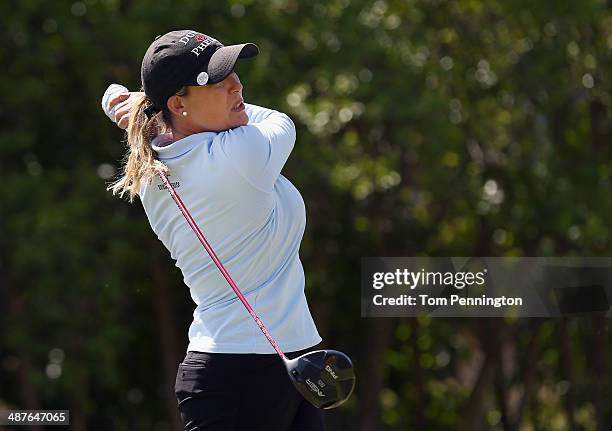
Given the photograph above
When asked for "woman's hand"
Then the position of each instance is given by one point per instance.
(116, 103)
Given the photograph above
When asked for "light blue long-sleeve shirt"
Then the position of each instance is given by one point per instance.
(254, 219)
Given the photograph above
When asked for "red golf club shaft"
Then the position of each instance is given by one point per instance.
(215, 259)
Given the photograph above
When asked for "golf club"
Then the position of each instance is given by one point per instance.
(324, 377)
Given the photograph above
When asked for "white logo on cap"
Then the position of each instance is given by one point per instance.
(202, 78)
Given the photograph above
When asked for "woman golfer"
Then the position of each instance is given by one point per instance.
(224, 158)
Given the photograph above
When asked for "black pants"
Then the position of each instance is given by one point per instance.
(226, 392)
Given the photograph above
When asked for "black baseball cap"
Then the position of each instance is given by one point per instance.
(186, 57)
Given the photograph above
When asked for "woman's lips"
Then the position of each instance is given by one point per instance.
(239, 107)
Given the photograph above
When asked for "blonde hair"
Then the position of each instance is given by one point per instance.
(140, 162)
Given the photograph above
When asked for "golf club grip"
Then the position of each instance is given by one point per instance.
(215, 259)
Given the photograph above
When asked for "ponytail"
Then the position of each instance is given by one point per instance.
(140, 162)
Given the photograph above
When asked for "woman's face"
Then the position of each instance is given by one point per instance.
(213, 107)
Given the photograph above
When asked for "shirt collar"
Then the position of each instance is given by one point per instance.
(167, 149)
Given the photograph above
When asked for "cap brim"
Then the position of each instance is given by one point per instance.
(224, 59)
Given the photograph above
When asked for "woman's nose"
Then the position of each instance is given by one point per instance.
(236, 85)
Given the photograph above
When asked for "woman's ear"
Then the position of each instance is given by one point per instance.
(175, 105)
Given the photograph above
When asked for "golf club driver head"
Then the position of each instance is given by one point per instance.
(324, 377)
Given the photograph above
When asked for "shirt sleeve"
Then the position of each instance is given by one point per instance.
(260, 149)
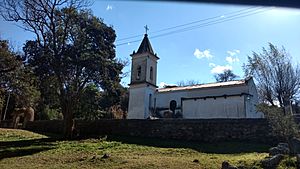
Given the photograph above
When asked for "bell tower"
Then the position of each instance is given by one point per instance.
(142, 85)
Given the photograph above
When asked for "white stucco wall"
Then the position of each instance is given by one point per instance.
(139, 107)
(231, 107)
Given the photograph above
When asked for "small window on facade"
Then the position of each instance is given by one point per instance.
(151, 73)
(139, 71)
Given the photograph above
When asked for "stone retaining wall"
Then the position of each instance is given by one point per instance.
(211, 130)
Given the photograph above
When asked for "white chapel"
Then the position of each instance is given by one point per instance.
(232, 99)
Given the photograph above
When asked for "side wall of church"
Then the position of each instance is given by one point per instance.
(220, 107)
(230, 107)
(140, 101)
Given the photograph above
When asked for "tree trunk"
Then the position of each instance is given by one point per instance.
(68, 119)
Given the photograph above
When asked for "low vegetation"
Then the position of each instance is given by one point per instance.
(24, 149)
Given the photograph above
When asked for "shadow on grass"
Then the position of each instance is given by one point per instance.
(218, 148)
(10, 149)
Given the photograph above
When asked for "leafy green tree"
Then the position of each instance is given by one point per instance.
(226, 76)
(277, 78)
(72, 46)
(16, 78)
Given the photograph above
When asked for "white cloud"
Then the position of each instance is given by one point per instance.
(232, 56)
(220, 69)
(233, 52)
(231, 60)
(162, 84)
(109, 7)
(202, 54)
(212, 65)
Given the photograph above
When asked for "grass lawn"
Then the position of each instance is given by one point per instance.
(24, 149)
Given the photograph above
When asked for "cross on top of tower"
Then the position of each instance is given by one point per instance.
(146, 29)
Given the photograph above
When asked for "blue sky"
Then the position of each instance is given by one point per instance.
(198, 53)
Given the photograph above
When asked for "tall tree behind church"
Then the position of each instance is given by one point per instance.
(75, 48)
(278, 79)
(226, 76)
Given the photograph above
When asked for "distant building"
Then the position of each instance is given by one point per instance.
(233, 99)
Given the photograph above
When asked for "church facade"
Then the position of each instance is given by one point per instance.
(233, 99)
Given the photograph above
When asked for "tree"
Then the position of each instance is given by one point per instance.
(277, 78)
(73, 47)
(16, 78)
(226, 76)
(282, 125)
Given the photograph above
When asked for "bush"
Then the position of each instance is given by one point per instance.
(283, 125)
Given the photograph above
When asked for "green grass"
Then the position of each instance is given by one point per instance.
(24, 149)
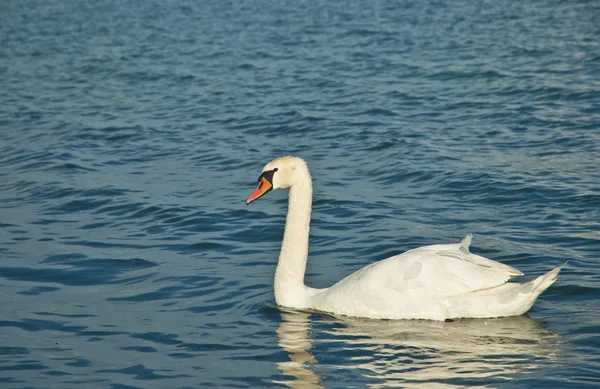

● **Objective**:
Find every line in the entries above that contains the word "black", and copy each of those lines. Case counts.

● **Solution to this task**:
When asked for "black pants"
When asked for "black baseball cap"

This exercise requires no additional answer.